*Exercise requirements*:
(1) Translate this sentence from the surveillance passage into Spanish: "With digital data more available, we think we can find the proof we need in these edge thoughts."
(2) Using the surveillance passage, explain in one to three sentences why search terms make such an appealing source of proof about people's thoughts.

*Text excerpt*:
We have used the fear of all these intolerable people and their thoughts as excuses to hunt for more proof of their intolerableness by surveilling everyone in society and searching through all the detritus of our lives. With digital data more available, we think we can find the proof we need in these edge thoughts. And then we will persecute the people having them. And what better way to do it now that the internet, ISPs and heavily used search systems can provide one or another level of very personal, thought data. Search terms, or a database of intentions as John Battelle has talked about so much, are one slice of your data that tell a lot about you. And if we can get it in a neat little file, machine readable and searchable and quantifiable, then well, why not?

If you believe that sacrificing freedom to keep freedom is the way to go, then you probably don't see any problem with demonizing people who have thoughts you don't like. Especially if those thoughts are in the form of passing gestures such as search terms plugged into a browser.

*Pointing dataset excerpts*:
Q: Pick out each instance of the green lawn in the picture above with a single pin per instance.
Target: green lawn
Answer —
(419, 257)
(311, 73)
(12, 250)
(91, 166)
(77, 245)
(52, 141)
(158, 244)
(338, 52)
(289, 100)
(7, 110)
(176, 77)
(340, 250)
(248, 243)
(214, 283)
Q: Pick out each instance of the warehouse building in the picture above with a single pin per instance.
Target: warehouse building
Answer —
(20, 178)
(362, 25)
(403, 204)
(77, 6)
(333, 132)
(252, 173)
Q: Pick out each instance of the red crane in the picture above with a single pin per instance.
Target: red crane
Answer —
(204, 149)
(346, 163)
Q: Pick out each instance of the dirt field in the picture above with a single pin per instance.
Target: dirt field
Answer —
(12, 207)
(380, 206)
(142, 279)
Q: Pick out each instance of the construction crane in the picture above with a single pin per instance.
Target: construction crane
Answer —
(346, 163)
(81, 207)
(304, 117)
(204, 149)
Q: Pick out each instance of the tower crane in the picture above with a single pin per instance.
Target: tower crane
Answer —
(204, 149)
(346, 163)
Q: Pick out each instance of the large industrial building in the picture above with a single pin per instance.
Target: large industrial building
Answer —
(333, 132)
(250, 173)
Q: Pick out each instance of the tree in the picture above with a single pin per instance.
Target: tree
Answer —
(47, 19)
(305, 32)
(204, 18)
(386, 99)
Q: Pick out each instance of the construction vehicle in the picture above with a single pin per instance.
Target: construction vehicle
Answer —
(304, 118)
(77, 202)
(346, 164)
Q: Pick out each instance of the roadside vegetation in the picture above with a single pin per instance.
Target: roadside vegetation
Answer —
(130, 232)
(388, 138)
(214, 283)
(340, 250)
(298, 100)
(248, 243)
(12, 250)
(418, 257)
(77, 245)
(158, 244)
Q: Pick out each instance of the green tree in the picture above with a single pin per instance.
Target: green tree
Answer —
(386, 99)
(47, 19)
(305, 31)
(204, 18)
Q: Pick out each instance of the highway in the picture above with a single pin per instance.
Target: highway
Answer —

*Responses in order*:
(1) Con los datos digitales más disponibles, creemos que podemos encontrar la prueba que necesitamos en estos pensamientos marginales.

(2) Search terms are a slice of personal data that tells a lot about a person, a database of intentions as John Battelle has described it. They can also be gathered in a neat little file that is machine readable, searchable and quantifiable.